*Do this*.
Can you copy, word for word, the part of the post below on France and Acadia that runs from "1628 - the French" up to and including "- declared heretics)"?

*Text to read*.
┏━━
My own particular frame of reference on that is a very Canadian one and it centres on Acadia.

France has always portrayed itself as a Catholic country, even when it wasn't.

His Most Christian Majesty, the Parisian King of France, negotiated the supremacy of the king over the Papacy (in my view the UN of its day) with the 1438 Pragmatic Sanction of Bourges.  The 1516 Concordat of Bologna renegotiated the terms but still left the King of France in charge of the Church on his territory, and maintained the right of his Gallican Church to continue to use the brand "Catholic".  

 In the 1520s the Swedes, Danes, Swiss and Northern Germans caught up on the freedom front but had to give up the "Catholic" brand.

Henry Tudor in London followed suit in 1534.

France had a problem though.  Paris, then and now, was not France.  The regions were unruly and didn't follow direction well.  Some remained tied to the Roman Church.  Some foreswore the Church completely and followed Navarre in embracing Calvin's Huguenots.  Some had never lost faith in the Avignon Papacy.  These factions left room for independent economic interests, financial houses, to make a profit that was not available to the King.  They simply had more purchasing power.  Some of those set up offshore accounts in places like Geneva, Amsterdam and London.  And financed competitors to the French crown.

The French crown responded with assymetrical warfare.  

It offered letters of marque to "official" pirates to disrupt the trade of its competitors.  It encouraged competing nations like the Ottomans to make life difficult.   It turned a blind eye to freebooting unofficial pirates.  It armed foreign competitors (like the Algonquin and the MicMac - choosing sides against the Iroquois, which in turn encouraged the Iroquois to seek assistance from the Dutch and the English).  It created its own Missions, under the auspices of the Gallican Church, promoting the Recollets, the Sulpiciens and the Societe des Missions Etrangere in competition to the Hapsburg Vaticans Jesuits.

And then it sent those missionaries to Acadia.

Some of those missionaries should be better known now than they are.  They used to be well known.

1609 - Champlain, working for merchants from the La Rochelle region, makes friends in Quebec by going to war with the Algonkian the Huron against the Finger Lakes Iroquois starting France's century of Beaver Wars with the Iroquois (1609 to 1701)

1628 - the French protestant capital of La Rochelle, support base for Quebec and Acadia, was seized by Gallican Cardinal Richelieu.
1629 - the Kirke's, French protestants of Dieppe, sailed under the British flag to take Quebec from Champlain who hailed from Brouage, next door to La Rochelle - the Kirkes were burned in effigy as French traitors.

1635 to 1654  - the French Gallicans of Richelieu's 100 Associates fought is out with the Rochellais Huguenots protestant company for control of Acadia.  Britain was fighting its civil war against the Gallican allies, the Stewarts (Stuarts).

1642 - Montreal is established as a third way between the Gallicans and the Huguenots under the Sulpiciens of Port Royal (subsequently associated with the Jansenists - declared heretics)

1659 - Olier of the Sulpiciens and Laval of the Roman persuasion contest the Quebec diocese and Laval wins by declaring allegiance to both Rome and to France.  Olier is contained to Montreal.
┗━━
*Stored data*.
┏━━
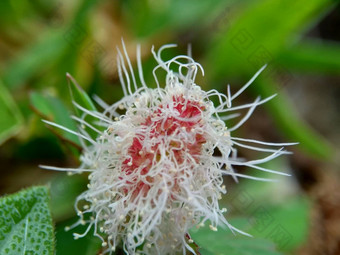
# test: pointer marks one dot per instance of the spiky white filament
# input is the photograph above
(150, 204)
┗━━
*Output of the exercise*.
1628 - the French protestant capital of La Rochelle, support base for Quebec and Acadia, was seized by Gallican Cardinal Richelieu.
1629 - the Kirke's, French protestants of Dieppe, sailed under the British flag to take Quebec from Champlain who hailed from Brouage, next door to La Rochelle - the Kirkes were burned in effigy as French traitors.

1635 to 1654  - the French Gallicans of Richelieu's 100 Associates fought is out with the Rochellais Huguenots protestant company for control of Acadia.  Britain was fighting its civil war against the Gallican allies, the Stewarts (Stuarts).

1642 - Montreal is established as a third way between the Gallicans and the Huguenots under the Sulpiciens of Port Royal (subsequently associated with the Jansenists - declared heretics)